- **Quoted text**:
# tripartite diffie hellman with Weil pairing

I try to understand how the tripartite Diffie-Hellman key exchange works. I read Joux's paper for this: https://www.semanticscholar.org/paper/A-One-Round-Protocol-for-Tripartite-Diffie-Hellman-Joux/845e96c20e5a5ff3b03f4caf72c3cb817a7fa542/pdf

However on page 388 he states the following equality which I don't see why it is true: $F_W(a,P_b,Q_c) = F_W(a,Q_b, P_c)$

where $F_W(x,y,z)= e_m(y,z)^x$. For me the first value of the equality is the inverse of the second one?

## 1 Answer

This does indeed appear to be a typo. Using that $e_m$ is bilinear and alternating, one calculates \begin{align*} F_W(a,P_b,Q_c) \;&=\; e_m([b]P,[c]Q)^a \\&=\; e_m(P,Q)^{abc} \\&=\; e_m(Q,P)^{-abc} \\&=\; e_m([b]Q,[c]P)^{-a} \\&=\; F_W(a,Q_b,P_c)^{-1} \text. \end{align*}

(However, note that these are only different if the order of $e_m(P,Q))$ does not divide $abc$; in particular, we need $e_m(P,Q)\neq1$.)

- **Set exercise 1**:
Answer these about the Weil pairing thread:
(a) On which page of Joux's paper is the questioned equality stated?
(b) How is $F_W(x,y,z)$ defined?
(c) Which two properties of $e_m$ does the reply use in its calculation?

- **Provided entries**:
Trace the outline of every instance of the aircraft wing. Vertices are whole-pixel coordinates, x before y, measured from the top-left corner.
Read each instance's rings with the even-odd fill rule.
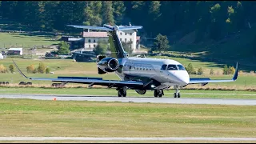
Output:
[[[68,26],[81,28],[81,29],[90,29],[90,30],[105,30],[105,31],[113,31],[113,30],[109,29],[107,27],[101,27],[101,26],[76,26],[76,25],[67,25]]]
[[[210,82],[234,82],[237,80],[238,76],[238,63],[236,66],[236,70],[232,79],[210,79],[209,78],[191,78],[190,79],[189,84],[197,84],[202,83],[203,86]]]
[[[58,77],[58,78],[29,78],[26,77],[21,70],[18,67],[17,64],[13,61],[18,72],[26,78],[31,80],[38,80],[38,81],[52,81],[52,82],[61,82],[64,83],[72,82],[72,83],[83,83],[83,84],[90,84],[93,85],[101,85],[109,87],[118,87],[118,86],[127,86],[130,88],[140,88],[144,86],[144,83],[142,82],[137,81],[115,81],[115,80],[102,80],[99,78],[81,78],[81,77]]]

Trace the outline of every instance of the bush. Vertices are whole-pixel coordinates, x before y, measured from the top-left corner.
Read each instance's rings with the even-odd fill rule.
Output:
[[[196,71],[194,70],[193,66],[191,63],[189,63],[189,65],[187,66],[187,67],[185,67],[186,71],[190,74],[196,74]]]
[[[202,70],[202,67],[200,67],[200,68],[198,70],[198,74],[199,74],[199,75],[203,74],[203,70]]]
[[[49,68],[49,67],[46,68],[46,74],[50,74],[50,68]]]
[[[227,67],[227,66],[226,65],[225,65],[224,66],[224,68],[223,68],[223,74],[228,74],[228,73],[229,73],[229,69],[228,69],[228,67]]]
[[[232,66],[232,67],[229,67],[229,70],[228,70],[228,74],[234,74],[235,71],[235,69]]]
[[[26,67],[26,72],[28,74],[31,74],[34,73],[34,71],[36,71],[36,70],[34,70],[34,65],[30,65],[29,66]]]
[[[9,70],[13,74],[14,72],[14,65],[9,66]]]
[[[8,70],[7,69],[2,65],[0,65],[0,73],[7,73]]]
[[[210,69],[210,75],[214,75],[214,71],[213,69]]]
[[[38,67],[38,72],[40,74],[44,74],[46,73],[46,65],[43,64],[42,62],[40,62]]]

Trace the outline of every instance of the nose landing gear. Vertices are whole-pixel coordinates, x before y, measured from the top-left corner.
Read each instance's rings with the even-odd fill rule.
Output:
[[[118,97],[126,97],[126,87],[120,87],[118,89],[117,89],[118,92]]]
[[[162,89],[155,90],[154,91],[154,97],[162,97],[162,95],[165,95],[164,93],[163,93]]]
[[[178,88],[179,87],[178,86],[174,86],[174,89],[176,89],[176,92],[174,94],[174,98],[180,98],[181,97],[181,94],[180,94]]]

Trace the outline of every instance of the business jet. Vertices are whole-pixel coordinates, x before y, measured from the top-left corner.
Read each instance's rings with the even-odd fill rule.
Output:
[[[178,62],[171,59],[130,58],[124,51],[118,31],[138,30],[142,29],[140,26],[101,26],[68,25],[74,28],[89,29],[106,31],[110,44],[111,57],[104,55],[97,56],[97,66],[98,74],[114,72],[120,81],[103,80],[101,78],[86,77],[58,77],[57,78],[28,78],[18,67],[19,73],[26,78],[30,80],[42,80],[62,82],[64,86],[68,82],[89,84],[89,87],[94,85],[101,85],[114,87],[118,90],[118,97],[126,97],[127,89],[134,90],[139,94],[145,94],[146,90],[154,90],[154,97],[164,95],[163,90],[174,86],[174,98],[180,98],[179,90],[190,84],[202,84],[205,86],[209,82],[234,82],[238,78],[238,63],[232,79],[211,80],[209,78],[190,78],[184,66]]]

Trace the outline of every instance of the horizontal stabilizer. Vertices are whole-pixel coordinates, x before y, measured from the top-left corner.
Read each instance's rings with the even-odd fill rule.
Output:
[[[202,84],[206,84],[210,82],[234,82],[237,80],[238,77],[238,63],[237,62],[235,72],[233,76],[232,79],[210,79],[209,78],[191,78],[190,79],[189,84],[197,84],[197,83],[202,83]]]

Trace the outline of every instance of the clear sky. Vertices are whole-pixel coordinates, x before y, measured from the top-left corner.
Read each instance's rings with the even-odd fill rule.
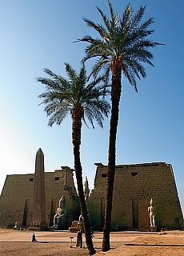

- **Set exercise 2**: Copy the stretch of the rows from the line containing "Trace the outline of every instance of the horizontal" through the end of the rows, both ends included. Omit the pictures.

- **Correct response 1**:
(a) Page 388
(b) $F_W(x,y,z)= e_m(y,z)^x$
(c) That $e_m$ is bilinear and alternating

- **Correct response 2**:
Trace the outline of every instance of the horizontal stabilizer. Vertices are whole-pixel coordinates, x before y, measured from the top-left corner.
Read each instance's rings with the even-odd fill rule.
Output:
[[[202,84],[206,84],[210,82],[234,82],[237,80],[238,77],[238,63],[237,62],[235,72],[233,76],[232,79],[210,79],[209,78],[191,78],[190,79],[189,84],[197,84],[197,83],[202,83]]]

Trace the outline of every instance of the clear sky. Vertices are whole-pixel coordinates, x before y, measured from the top-left corner.
Read each instance's rings with the even-odd fill rule.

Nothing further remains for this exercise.